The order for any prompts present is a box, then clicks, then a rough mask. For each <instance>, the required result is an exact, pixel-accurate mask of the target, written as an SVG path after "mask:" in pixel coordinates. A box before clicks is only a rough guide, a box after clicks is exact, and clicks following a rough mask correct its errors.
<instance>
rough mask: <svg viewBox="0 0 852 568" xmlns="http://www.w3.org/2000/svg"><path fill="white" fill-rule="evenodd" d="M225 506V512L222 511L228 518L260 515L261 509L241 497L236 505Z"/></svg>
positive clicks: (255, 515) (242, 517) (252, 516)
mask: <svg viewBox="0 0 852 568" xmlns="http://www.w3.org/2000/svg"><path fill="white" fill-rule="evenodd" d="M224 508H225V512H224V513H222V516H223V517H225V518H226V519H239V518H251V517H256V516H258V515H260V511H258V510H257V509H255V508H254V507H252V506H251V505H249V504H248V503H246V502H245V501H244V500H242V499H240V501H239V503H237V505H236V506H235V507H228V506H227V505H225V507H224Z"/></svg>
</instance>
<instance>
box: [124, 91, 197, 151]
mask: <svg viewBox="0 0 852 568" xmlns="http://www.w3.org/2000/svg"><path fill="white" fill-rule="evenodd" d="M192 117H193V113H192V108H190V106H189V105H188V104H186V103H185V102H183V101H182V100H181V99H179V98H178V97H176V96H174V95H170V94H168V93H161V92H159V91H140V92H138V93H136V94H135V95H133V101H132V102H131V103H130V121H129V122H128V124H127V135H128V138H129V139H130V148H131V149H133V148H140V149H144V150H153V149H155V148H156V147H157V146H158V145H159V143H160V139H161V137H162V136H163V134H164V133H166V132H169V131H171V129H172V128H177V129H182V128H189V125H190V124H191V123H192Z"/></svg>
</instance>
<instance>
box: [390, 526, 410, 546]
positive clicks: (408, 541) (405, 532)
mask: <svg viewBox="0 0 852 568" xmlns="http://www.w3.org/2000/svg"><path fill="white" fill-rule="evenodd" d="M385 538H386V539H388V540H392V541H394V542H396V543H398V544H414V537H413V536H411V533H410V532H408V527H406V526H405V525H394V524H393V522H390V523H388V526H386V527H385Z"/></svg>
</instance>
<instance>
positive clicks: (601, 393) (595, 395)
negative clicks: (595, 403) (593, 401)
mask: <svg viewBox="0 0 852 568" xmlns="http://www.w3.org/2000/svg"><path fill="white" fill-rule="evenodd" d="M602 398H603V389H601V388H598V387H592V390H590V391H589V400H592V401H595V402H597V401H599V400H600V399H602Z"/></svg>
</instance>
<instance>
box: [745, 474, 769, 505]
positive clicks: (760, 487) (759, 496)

▶ [PROBLEM STATEMENT] What lines in the listing above contain the word "rough"? Show each one.

▶ [REPLY TO THE EXERCISE]
The order for any prompts present is a box, then clicks, then a rough mask. For each <instance>, the required result is an exact, pixel-accurate mask of the target, written as an SVG path after "mask:" in pixel coordinates. A box before clicks is only a rough guide, a box after clicks is exact, and clicks following a rough mask correct its errors.
rough mask: <svg viewBox="0 0 852 568" xmlns="http://www.w3.org/2000/svg"><path fill="white" fill-rule="evenodd" d="M225 506V512L222 511L228 518L260 515L261 509L241 497L236 505Z"/></svg>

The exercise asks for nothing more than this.